━━━ Dataset extract ━━━
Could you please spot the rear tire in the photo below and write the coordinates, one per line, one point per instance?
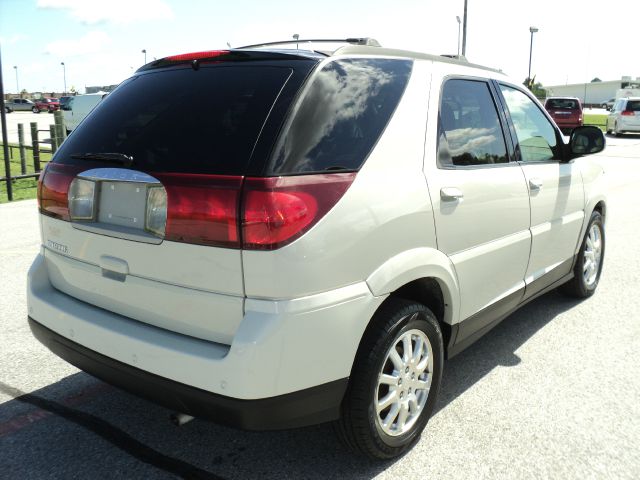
(395, 381)
(586, 273)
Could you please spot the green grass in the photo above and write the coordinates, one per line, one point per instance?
(25, 188)
(597, 120)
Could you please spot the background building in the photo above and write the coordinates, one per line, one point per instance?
(593, 93)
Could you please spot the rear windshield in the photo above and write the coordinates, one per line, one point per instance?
(563, 103)
(182, 120)
(341, 115)
(633, 106)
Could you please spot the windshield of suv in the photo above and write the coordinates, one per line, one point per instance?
(182, 120)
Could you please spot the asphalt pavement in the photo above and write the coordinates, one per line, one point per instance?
(552, 392)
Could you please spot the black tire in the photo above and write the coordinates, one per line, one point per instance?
(359, 427)
(578, 286)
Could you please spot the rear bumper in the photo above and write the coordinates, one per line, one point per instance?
(306, 407)
(289, 359)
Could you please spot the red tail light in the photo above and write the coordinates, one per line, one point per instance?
(53, 188)
(205, 209)
(202, 209)
(278, 210)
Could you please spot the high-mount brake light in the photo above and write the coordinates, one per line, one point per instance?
(185, 57)
(278, 210)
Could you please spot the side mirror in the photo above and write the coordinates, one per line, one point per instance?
(585, 141)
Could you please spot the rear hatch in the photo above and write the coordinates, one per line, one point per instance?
(140, 203)
(565, 111)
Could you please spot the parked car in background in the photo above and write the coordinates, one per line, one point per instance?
(20, 105)
(48, 104)
(565, 111)
(624, 116)
(608, 105)
(78, 107)
(293, 237)
(64, 101)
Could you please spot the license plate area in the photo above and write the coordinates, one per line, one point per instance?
(120, 205)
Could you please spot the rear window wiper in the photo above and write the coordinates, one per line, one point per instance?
(112, 157)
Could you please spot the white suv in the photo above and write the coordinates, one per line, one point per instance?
(295, 237)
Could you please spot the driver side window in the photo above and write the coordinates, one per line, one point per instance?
(536, 135)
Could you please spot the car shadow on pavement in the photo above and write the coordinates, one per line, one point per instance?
(80, 427)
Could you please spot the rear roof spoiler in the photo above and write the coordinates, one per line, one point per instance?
(370, 42)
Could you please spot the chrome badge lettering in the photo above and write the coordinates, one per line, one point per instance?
(57, 246)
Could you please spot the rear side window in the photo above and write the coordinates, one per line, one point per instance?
(469, 131)
(537, 141)
(183, 120)
(562, 104)
(341, 115)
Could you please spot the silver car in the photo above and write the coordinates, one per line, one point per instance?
(624, 116)
(20, 104)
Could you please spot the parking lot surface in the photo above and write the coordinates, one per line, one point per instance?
(552, 392)
(43, 120)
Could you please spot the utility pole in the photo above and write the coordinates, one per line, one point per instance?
(464, 30)
(5, 139)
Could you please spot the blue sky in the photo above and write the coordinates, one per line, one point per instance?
(101, 42)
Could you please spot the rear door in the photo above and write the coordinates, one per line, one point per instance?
(555, 190)
(191, 134)
(481, 203)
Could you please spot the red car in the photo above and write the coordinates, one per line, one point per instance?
(49, 104)
(566, 111)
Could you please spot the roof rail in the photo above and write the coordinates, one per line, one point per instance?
(371, 42)
(462, 58)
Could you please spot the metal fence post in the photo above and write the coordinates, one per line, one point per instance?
(36, 146)
(54, 138)
(61, 131)
(23, 152)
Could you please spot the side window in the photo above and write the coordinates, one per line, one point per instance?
(342, 115)
(536, 135)
(469, 130)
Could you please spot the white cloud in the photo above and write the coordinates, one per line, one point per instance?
(92, 42)
(12, 40)
(117, 11)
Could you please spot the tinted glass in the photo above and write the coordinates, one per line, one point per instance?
(536, 136)
(562, 103)
(469, 129)
(182, 120)
(341, 116)
(633, 106)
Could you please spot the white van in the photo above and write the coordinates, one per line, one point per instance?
(79, 107)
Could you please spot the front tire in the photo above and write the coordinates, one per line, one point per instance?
(395, 381)
(586, 273)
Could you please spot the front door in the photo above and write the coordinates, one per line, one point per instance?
(555, 187)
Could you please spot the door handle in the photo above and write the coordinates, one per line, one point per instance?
(535, 184)
(449, 194)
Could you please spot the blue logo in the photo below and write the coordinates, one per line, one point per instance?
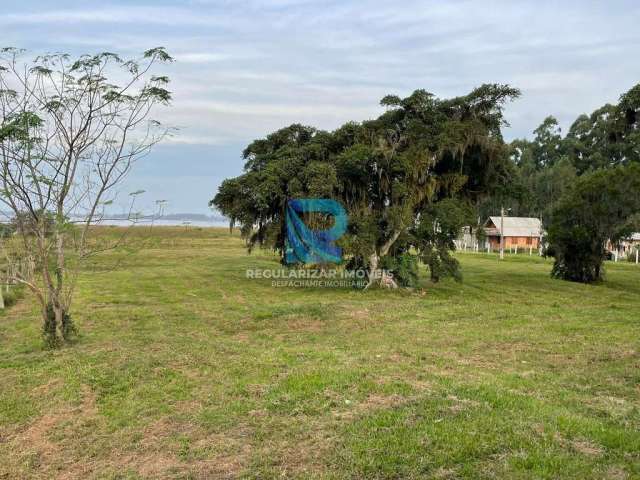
(304, 245)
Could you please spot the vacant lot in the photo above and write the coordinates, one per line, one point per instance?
(186, 369)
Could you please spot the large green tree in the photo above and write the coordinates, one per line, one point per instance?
(389, 173)
(602, 206)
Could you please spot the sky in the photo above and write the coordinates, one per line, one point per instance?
(246, 68)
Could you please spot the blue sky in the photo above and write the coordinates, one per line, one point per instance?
(246, 68)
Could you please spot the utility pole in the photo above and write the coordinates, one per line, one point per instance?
(501, 233)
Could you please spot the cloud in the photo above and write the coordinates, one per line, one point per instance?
(245, 68)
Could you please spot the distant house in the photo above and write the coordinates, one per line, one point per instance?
(520, 232)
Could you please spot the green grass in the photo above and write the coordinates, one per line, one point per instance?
(186, 369)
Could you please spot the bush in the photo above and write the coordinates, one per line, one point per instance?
(404, 268)
(597, 209)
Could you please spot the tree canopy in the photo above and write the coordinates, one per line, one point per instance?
(390, 174)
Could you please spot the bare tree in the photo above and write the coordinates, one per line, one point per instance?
(70, 131)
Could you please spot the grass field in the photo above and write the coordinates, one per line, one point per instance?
(186, 369)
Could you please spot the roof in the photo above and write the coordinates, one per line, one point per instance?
(516, 226)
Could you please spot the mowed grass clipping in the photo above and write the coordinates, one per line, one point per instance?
(187, 369)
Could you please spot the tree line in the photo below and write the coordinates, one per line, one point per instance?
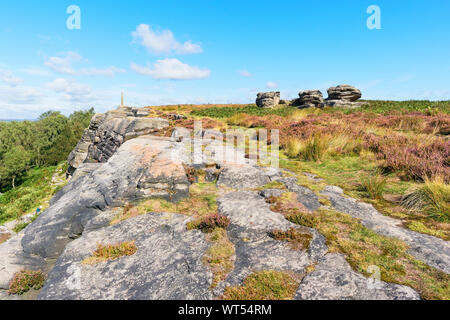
(46, 141)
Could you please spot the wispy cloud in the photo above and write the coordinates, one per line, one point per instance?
(171, 69)
(19, 95)
(36, 71)
(162, 41)
(72, 90)
(64, 65)
(8, 77)
(245, 73)
(271, 85)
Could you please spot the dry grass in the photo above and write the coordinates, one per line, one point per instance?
(4, 237)
(363, 247)
(265, 285)
(220, 255)
(111, 252)
(433, 198)
(374, 185)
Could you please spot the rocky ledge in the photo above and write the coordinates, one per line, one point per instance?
(169, 259)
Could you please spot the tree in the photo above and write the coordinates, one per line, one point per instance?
(15, 164)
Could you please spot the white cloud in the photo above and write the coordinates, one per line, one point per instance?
(245, 73)
(36, 71)
(162, 41)
(271, 85)
(19, 95)
(72, 90)
(64, 65)
(171, 69)
(108, 72)
(9, 78)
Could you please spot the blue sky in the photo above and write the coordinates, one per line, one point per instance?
(211, 51)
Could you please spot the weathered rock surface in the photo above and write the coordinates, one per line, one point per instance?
(431, 250)
(268, 99)
(250, 221)
(309, 98)
(107, 132)
(333, 279)
(117, 162)
(167, 265)
(305, 196)
(344, 92)
(13, 259)
(141, 168)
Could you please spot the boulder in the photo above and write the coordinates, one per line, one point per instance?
(267, 99)
(107, 132)
(309, 98)
(344, 92)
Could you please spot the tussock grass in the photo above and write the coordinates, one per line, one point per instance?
(111, 252)
(265, 285)
(293, 147)
(220, 255)
(364, 247)
(374, 185)
(432, 198)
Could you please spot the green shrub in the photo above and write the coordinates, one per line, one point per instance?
(315, 148)
(111, 252)
(297, 239)
(227, 112)
(26, 280)
(209, 223)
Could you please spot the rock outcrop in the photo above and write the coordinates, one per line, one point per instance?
(344, 92)
(108, 131)
(267, 99)
(309, 98)
(116, 162)
(343, 96)
(167, 265)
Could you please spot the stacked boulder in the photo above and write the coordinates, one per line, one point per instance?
(343, 96)
(268, 99)
(108, 131)
(309, 98)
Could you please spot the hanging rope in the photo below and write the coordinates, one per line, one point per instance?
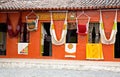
(11, 32)
(111, 40)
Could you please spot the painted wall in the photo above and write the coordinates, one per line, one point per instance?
(58, 52)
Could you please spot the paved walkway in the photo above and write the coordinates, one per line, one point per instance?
(60, 64)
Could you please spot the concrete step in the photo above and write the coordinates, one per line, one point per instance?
(59, 64)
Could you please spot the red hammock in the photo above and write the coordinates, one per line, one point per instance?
(10, 27)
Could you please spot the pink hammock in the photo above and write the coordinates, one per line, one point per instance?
(10, 27)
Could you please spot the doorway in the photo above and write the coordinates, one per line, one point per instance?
(117, 42)
(46, 43)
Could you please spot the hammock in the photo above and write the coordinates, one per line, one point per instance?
(53, 34)
(23, 48)
(112, 38)
(94, 51)
(10, 27)
(82, 29)
(70, 50)
(32, 21)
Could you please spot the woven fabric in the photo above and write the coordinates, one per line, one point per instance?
(82, 29)
(11, 32)
(32, 24)
(70, 50)
(112, 38)
(53, 33)
(23, 48)
(94, 51)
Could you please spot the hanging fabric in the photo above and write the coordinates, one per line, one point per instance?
(24, 34)
(82, 29)
(70, 50)
(43, 33)
(2, 41)
(112, 38)
(53, 34)
(32, 21)
(23, 48)
(94, 51)
(10, 27)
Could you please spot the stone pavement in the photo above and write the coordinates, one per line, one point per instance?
(60, 64)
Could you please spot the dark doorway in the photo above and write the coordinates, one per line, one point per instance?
(47, 44)
(117, 43)
(3, 32)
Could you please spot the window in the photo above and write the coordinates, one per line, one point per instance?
(71, 33)
(93, 33)
(3, 31)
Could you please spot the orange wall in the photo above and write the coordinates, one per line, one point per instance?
(58, 52)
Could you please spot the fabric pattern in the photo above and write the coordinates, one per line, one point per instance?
(32, 24)
(94, 51)
(10, 28)
(53, 33)
(24, 34)
(82, 29)
(70, 50)
(23, 48)
(2, 41)
(93, 33)
(112, 38)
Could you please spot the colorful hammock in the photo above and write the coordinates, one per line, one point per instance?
(70, 50)
(53, 34)
(32, 21)
(94, 51)
(23, 48)
(82, 29)
(112, 38)
(32, 24)
(2, 41)
(10, 27)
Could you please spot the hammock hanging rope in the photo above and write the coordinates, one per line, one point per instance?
(53, 33)
(112, 38)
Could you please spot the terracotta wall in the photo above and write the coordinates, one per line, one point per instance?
(58, 52)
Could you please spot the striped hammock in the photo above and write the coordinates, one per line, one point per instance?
(53, 34)
(94, 51)
(11, 32)
(70, 50)
(112, 38)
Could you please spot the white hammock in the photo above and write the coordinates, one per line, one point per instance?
(112, 38)
(63, 35)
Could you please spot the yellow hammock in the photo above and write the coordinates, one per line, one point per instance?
(94, 51)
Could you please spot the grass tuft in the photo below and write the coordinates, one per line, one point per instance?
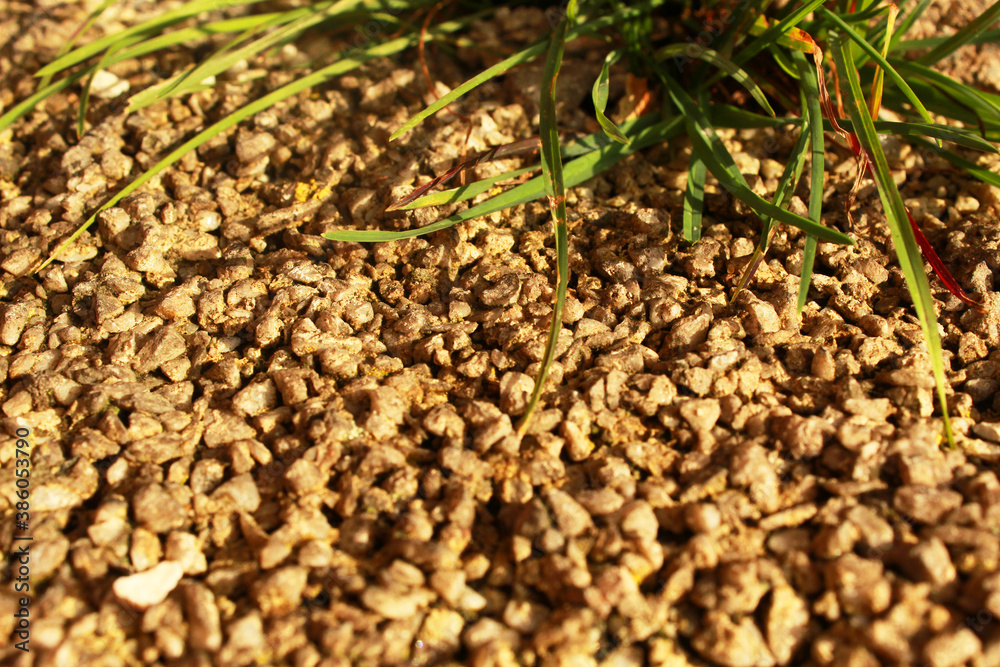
(754, 48)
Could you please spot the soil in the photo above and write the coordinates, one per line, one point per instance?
(251, 445)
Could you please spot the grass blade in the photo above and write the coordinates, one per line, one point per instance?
(903, 239)
(347, 63)
(153, 26)
(226, 57)
(889, 70)
(971, 168)
(87, 25)
(694, 200)
(600, 97)
(786, 185)
(555, 191)
(645, 132)
(523, 56)
(720, 162)
(814, 125)
(983, 106)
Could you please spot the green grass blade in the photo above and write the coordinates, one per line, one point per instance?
(974, 170)
(106, 58)
(889, 70)
(907, 251)
(979, 25)
(720, 61)
(600, 97)
(967, 95)
(721, 164)
(694, 200)
(88, 24)
(814, 125)
(789, 177)
(153, 26)
(907, 23)
(772, 34)
(555, 191)
(956, 135)
(644, 131)
(228, 56)
(347, 63)
(464, 192)
(521, 57)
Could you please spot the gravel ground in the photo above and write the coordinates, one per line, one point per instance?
(255, 446)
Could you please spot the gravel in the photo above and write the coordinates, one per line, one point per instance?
(255, 446)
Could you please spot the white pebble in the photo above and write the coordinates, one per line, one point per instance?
(151, 587)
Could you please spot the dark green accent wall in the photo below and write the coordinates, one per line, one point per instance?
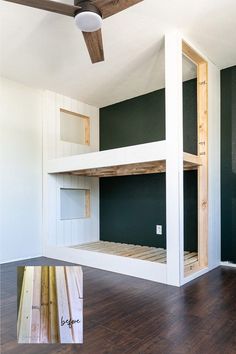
(228, 164)
(131, 206)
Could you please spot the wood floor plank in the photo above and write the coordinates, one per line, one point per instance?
(65, 333)
(36, 305)
(25, 317)
(128, 315)
(53, 317)
(44, 323)
(75, 303)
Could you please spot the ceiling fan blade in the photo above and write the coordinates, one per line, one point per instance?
(94, 44)
(111, 7)
(48, 5)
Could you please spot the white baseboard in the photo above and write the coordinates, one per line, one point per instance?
(20, 259)
(228, 264)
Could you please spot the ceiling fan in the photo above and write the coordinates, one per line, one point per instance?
(88, 15)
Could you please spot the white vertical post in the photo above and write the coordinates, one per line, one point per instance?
(174, 160)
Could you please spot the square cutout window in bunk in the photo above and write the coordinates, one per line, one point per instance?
(75, 203)
(74, 127)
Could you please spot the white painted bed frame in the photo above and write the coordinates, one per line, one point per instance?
(61, 159)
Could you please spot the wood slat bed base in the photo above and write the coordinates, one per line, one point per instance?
(146, 253)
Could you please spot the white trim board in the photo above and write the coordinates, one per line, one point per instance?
(21, 259)
(228, 264)
(115, 157)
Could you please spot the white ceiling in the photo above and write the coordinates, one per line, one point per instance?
(47, 51)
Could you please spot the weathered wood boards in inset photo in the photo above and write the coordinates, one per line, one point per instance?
(51, 305)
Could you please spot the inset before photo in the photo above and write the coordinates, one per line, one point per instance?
(50, 304)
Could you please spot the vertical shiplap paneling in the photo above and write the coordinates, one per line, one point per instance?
(68, 232)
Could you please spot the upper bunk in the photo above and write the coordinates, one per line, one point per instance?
(131, 160)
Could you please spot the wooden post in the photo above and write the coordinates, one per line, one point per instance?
(174, 161)
(202, 121)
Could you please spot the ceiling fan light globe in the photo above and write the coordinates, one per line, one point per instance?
(88, 21)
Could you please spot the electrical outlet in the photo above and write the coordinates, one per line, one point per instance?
(159, 229)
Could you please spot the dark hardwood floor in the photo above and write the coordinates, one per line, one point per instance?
(128, 315)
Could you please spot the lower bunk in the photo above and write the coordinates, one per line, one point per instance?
(150, 254)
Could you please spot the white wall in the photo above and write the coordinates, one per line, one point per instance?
(20, 171)
(59, 232)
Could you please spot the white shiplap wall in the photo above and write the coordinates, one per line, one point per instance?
(59, 232)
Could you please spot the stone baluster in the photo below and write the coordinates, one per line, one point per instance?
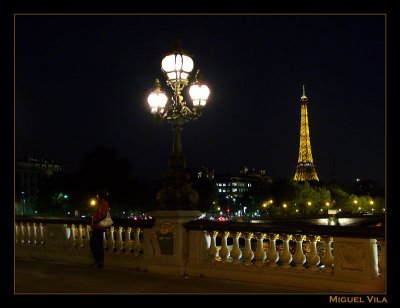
(224, 251)
(382, 258)
(34, 234)
(119, 244)
(42, 231)
(23, 231)
(17, 234)
(87, 236)
(28, 234)
(327, 258)
(313, 257)
(286, 256)
(127, 240)
(72, 237)
(137, 245)
(212, 251)
(110, 240)
(236, 252)
(260, 254)
(248, 253)
(80, 232)
(299, 256)
(273, 255)
(105, 239)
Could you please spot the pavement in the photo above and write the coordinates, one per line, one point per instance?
(44, 277)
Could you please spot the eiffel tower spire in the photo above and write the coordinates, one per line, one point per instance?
(305, 170)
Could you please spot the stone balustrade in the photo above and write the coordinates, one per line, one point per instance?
(313, 258)
(339, 259)
(68, 240)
━━━
## Required work
Please print the records above without any changes, beginning at the line that contains "Could you please spot the lower" and continuing through the end of the records. Leave the pictures out of your answer.

## Result
Could you please spot the lower bunk in the photo above and write the coordinates, one per line, one point per instance?
(150, 254)
Could you please spot the white wall in the photo above and write the coordinates, one per line, one point per instance?
(20, 171)
(59, 232)
Could you please spot the white shiplap wall in the photo above and write the coordinates, one per line, one point per instance?
(59, 232)
Could you please spot the stone baluster in the photo below and write the coordinates, one per line, one point per instance?
(224, 251)
(382, 258)
(34, 234)
(119, 244)
(42, 231)
(23, 231)
(17, 234)
(87, 236)
(28, 234)
(327, 258)
(313, 257)
(286, 256)
(127, 240)
(72, 237)
(137, 245)
(212, 251)
(110, 240)
(236, 252)
(260, 254)
(248, 253)
(80, 232)
(299, 256)
(273, 255)
(105, 239)
Could you please spot the pavement in the photo above and write the coordinates, one per line, one point per instance?
(44, 277)
Could you please spot the eiffel tower spire in the photo above and write the coordinates, one per line, one point per instance?
(305, 170)
Could you please spot the stone balustrade in the photo above and write the coordinates, one per line, one point per instance?
(313, 258)
(339, 259)
(68, 240)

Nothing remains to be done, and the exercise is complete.